**Task to complete**.
Rewrite the entries below, swapping every "Reported" for "Marked" and changing nothing else. Leave out the pictures.
------ Records to process
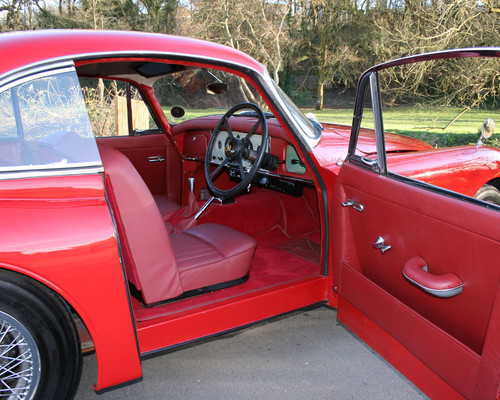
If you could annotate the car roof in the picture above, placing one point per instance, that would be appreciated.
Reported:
(19, 49)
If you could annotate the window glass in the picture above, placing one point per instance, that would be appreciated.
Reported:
(188, 93)
(366, 145)
(108, 103)
(45, 124)
(433, 113)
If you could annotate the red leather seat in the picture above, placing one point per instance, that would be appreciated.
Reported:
(167, 207)
(162, 265)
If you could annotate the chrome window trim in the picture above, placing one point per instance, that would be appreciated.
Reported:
(58, 169)
(37, 71)
(44, 173)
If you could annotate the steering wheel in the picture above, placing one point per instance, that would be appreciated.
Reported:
(236, 150)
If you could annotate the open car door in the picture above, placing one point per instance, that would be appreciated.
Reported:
(419, 260)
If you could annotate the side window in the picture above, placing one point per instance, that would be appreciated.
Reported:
(433, 114)
(116, 108)
(366, 145)
(45, 124)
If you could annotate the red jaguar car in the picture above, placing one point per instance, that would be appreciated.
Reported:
(156, 190)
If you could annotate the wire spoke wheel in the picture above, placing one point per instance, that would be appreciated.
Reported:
(19, 360)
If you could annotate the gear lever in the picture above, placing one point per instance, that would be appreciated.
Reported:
(192, 206)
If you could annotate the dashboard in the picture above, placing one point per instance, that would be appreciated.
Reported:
(288, 174)
(253, 142)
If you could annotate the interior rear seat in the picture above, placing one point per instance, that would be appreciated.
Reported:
(164, 265)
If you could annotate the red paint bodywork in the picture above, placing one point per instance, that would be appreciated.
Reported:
(61, 233)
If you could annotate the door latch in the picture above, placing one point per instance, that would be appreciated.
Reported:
(380, 244)
(156, 159)
(353, 204)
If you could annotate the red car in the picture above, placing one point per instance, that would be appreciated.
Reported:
(156, 190)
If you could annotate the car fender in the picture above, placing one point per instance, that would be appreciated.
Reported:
(60, 233)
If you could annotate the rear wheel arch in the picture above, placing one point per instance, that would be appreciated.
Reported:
(490, 192)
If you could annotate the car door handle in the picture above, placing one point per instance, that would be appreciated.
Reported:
(156, 159)
(447, 285)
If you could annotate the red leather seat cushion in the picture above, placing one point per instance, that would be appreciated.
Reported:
(210, 253)
(167, 208)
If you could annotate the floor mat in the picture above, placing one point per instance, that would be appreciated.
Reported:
(303, 248)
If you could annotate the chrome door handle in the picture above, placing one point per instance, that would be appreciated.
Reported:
(444, 286)
(156, 159)
(353, 204)
(380, 244)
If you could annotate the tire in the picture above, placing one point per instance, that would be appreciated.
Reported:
(489, 193)
(44, 342)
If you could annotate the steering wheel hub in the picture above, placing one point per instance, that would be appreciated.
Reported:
(231, 147)
(238, 151)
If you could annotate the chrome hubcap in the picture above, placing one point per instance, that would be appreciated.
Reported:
(19, 360)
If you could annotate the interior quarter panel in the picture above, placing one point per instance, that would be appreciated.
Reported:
(162, 178)
(451, 235)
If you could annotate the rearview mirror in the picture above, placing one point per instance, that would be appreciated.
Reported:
(216, 88)
(487, 130)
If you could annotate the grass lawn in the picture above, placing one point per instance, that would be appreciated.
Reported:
(428, 124)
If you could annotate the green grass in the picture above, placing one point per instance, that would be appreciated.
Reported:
(427, 124)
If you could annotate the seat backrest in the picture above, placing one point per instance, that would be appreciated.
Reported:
(148, 255)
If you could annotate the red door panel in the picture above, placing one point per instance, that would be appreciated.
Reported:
(456, 240)
(155, 158)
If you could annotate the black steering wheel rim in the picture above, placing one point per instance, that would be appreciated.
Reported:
(235, 151)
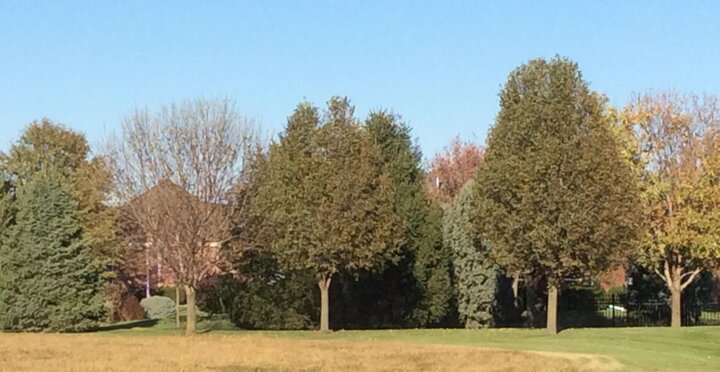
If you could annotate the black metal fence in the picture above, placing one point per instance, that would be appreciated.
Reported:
(611, 311)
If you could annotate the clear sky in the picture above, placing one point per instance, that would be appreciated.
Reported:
(439, 64)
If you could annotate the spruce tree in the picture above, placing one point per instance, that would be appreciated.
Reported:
(476, 274)
(50, 281)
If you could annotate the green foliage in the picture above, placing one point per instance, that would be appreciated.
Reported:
(555, 195)
(416, 290)
(50, 281)
(158, 307)
(170, 292)
(265, 298)
(47, 145)
(336, 212)
(476, 275)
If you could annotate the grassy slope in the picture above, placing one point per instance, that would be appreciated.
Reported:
(686, 349)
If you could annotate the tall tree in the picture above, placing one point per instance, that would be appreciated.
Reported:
(555, 195)
(416, 290)
(175, 175)
(50, 280)
(48, 145)
(476, 274)
(678, 151)
(449, 170)
(326, 199)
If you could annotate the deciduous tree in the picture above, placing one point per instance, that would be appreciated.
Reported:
(50, 280)
(327, 201)
(678, 148)
(176, 174)
(555, 195)
(449, 170)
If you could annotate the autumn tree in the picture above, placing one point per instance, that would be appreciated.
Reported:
(555, 195)
(678, 143)
(326, 199)
(175, 176)
(48, 145)
(450, 169)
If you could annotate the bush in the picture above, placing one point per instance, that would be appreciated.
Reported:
(158, 307)
(169, 292)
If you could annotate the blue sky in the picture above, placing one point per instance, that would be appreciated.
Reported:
(439, 64)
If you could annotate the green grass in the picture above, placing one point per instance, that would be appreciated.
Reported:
(654, 349)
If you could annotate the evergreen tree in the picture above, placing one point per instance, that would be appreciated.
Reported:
(555, 195)
(48, 145)
(476, 275)
(416, 290)
(50, 281)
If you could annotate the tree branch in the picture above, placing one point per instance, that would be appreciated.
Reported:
(693, 274)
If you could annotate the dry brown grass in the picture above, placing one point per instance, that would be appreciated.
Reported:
(226, 353)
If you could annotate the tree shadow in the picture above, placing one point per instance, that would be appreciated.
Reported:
(142, 323)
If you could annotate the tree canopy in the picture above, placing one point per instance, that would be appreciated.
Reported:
(555, 196)
(326, 198)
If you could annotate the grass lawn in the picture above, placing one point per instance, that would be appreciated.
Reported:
(159, 346)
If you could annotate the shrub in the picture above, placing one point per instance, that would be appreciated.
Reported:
(158, 307)
(129, 308)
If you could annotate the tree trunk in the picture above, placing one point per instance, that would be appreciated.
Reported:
(191, 320)
(676, 305)
(177, 306)
(552, 308)
(324, 285)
------------
**Result below**.
If you could annotate the car roof in the picture above, placing one point per instance, that would be appreciated.
Marked:
(19, 49)
If you could annotate the window glass in the picture above, placing one point per instance, that would be appreciated.
Marked:
(188, 93)
(366, 145)
(108, 103)
(45, 124)
(433, 113)
If you could annotate the red leather seat in the picture above, placing one point per instance, that would be appreciated.
Marked:
(167, 207)
(162, 265)
If you could annotate the chrome window trim in the picture above, placing one point per instance, that would be appreciated.
Marked:
(58, 169)
(37, 71)
(44, 173)
If you could annotate the steering wheel in the picture above, placing one point per instance, that would be appreciated.
Marked:
(236, 150)
If you could annotate the open car door in the picture above, placing one point per instance, that would be appreciated.
Marked:
(419, 260)
If you could annotate the side window in the picture above, placing one point per instance, that would be appreciated.
Marked:
(433, 114)
(116, 108)
(366, 145)
(45, 124)
If you could annotate the red jaguar car in the picture above, placing one point per instance, that would be appreciated.
Marked:
(156, 190)
If you could annotate the wire spoke wheel in the picture above, placing one point per instance, that would be appreciated.
Marked:
(19, 360)
If you could annotate the gear lever in the picture above, placing one point per instance, that would be appreciated.
Marked:
(192, 206)
If you could annotate the dashboard in the picture above, placing one point per instance, that would be appreciated.
Marked:
(288, 174)
(253, 142)
If you could annotate the interior rear seat in the picture above, placing one point per instance, that would be appreciated.
Marked:
(164, 265)
If you could annotate the red paint bodywork in the picture above, placing one point per instance, that would be appreciated.
Marked:
(61, 233)
If you could annotate the door latch in the picture above, placing one point per instance, that would be appreciated.
Marked:
(380, 244)
(156, 159)
(353, 204)
If you could annotate the red car in the picture above, placing one point per instance, that would be appreciated.
Marked:
(156, 190)
If you could annotate the car fender in the picture above, placing one point per instance, that would be appreciated.
Marked:
(60, 233)
If you could annotate the rear wheel arch in the picture above, placing one point per instance, that would be appreciated.
Marked:
(490, 192)
If you could annotate the car door handle in the picture above, placing one point per instance, that would be appreciated.
Marked:
(156, 159)
(447, 285)
If you could annotate the red leather seat cushion in the picture above, placing one point per instance, that would be appreciated.
Marked:
(210, 253)
(167, 208)
If you could annotate the floor mat in the picture above, placing one point per instance, that would be appreciated.
Marked:
(303, 248)
If you could annotate the chrome door handle in the picture above, placing one point per instance, that would be appreciated.
Marked:
(444, 286)
(156, 159)
(353, 204)
(380, 244)
If you could annotate the tire in the picture above, placing one point per instance, that would be appreciated.
Marked:
(489, 193)
(44, 342)
If you could annotate the steering wheel hub in the picture above, placing one point per instance, that would be appreciated.
Marked:
(231, 147)
(238, 151)
If you could annotate the chrome hubcap in the picture above, placing one point per instance, that would be appreciated.
Marked:
(19, 360)
If you could annotate the interior quarter panel in the picture above, placing one point per instance, that would be appreciated.
Marked:
(162, 178)
(451, 235)
If you could annotate the rearview mirror in the picture above, placing one point per instance, that would be appreciated.
Marked:
(216, 88)
(487, 130)
If you could annotate the grass lawn in the picture above, placing one point per instance, that would be appreciated.
Marked:
(428, 124)
If you could annotate the green grass in the picture above, placing one point per instance, that would be appreciated.
Marked:
(427, 124)
If you could annotate the seat backrest in the picture above, placing one point per instance, that would be appreciated.
Marked:
(148, 255)
If you could annotate the red door panel in the picture above, placing one point per instance, that would be appreciated.
Marked:
(456, 240)
(155, 158)
If you could annotate the black steering wheel rim in the picture above, placing one point per instance, that would be appreciated.
Marked:
(235, 151)
If you could annotate the black metal fence in the picture above, placing one point per instance, that would be appreciated.
Marked:
(611, 311)
If you could annotate the clear sky in the picture above, placing one point per instance, that would be appreciated.
Marked:
(439, 64)
If you could annotate the spruce tree in the picture above, placing one point per instance, that would be appreciated.
Marked:
(476, 274)
(50, 281)
If you could annotate the green foliage in the picture above, placing one point per instance, that would be appreciated.
Marked:
(555, 195)
(416, 290)
(50, 281)
(158, 307)
(170, 292)
(265, 298)
(47, 145)
(336, 212)
(476, 275)
If you could annotate the grassy slope in the picture above, placing one point per instance, that would be appreciated.
Marked:
(686, 349)
If you could annotate the tall tree in the picture above, placing one point per instance, that would be appreciated.
Marked:
(555, 195)
(416, 290)
(175, 175)
(50, 280)
(48, 145)
(476, 274)
(678, 151)
(449, 170)
(326, 199)
If you could annotate the deciduous tree in the picture above, placing one point per instance, that would be appreciated.
Marked:
(50, 280)
(327, 201)
(678, 148)
(176, 174)
(555, 195)
(449, 170)
If you could annotate the autumn tree in the picture above, placing one point per instance, that would be appreciated.
Marked:
(555, 195)
(678, 143)
(326, 199)
(175, 176)
(48, 145)
(450, 169)
If you could annotate the bush in the picture above, placing one point per instance, that would be appreciated.
Marked:
(158, 307)
(169, 292)
If you could annotate the blue sky in the picture above, placing one point per instance, that would be appreciated.
Marked:
(439, 64)
If you could annotate the green grass in the picture above, placing one point per instance, that would be appreciated.
Marked:
(654, 349)
If you could annotate the evergreen tree in the picture above, placing one point per instance, that would be appreciated.
Marked:
(555, 195)
(48, 145)
(476, 275)
(416, 290)
(50, 281)
If you could annotate the tree branch in the picture above, placing one point per instance, that would be appreciated.
Marked:
(693, 274)
If you could annotate the dry brown grass in the picture above, placing one point per instance, that would be appreciated.
Marked:
(226, 353)
If you could annotate the tree shadow in the picture above, placing one point per instance, that would be appreciated.
Marked:
(142, 323)
If you could annotate the tree canopy in the picture above, placing one point per instance, that would be appreciated.
Marked:
(555, 196)
(326, 198)
If you could annotate the grass lawn in the picture above, placing one point per instance, that would be appreciated.
Marked:
(159, 346)
If you could annotate the shrub in the picture above, placing one point per instance, that would be appreciated.
Marked:
(158, 307)
(129, 308)
If you could annotate the tree trunk in the picture above, placing one point per instance, that would be appreciated.
Marked:
(191, 320)
(676, 305)
(177, 306)
(552, 308)
(324, 285)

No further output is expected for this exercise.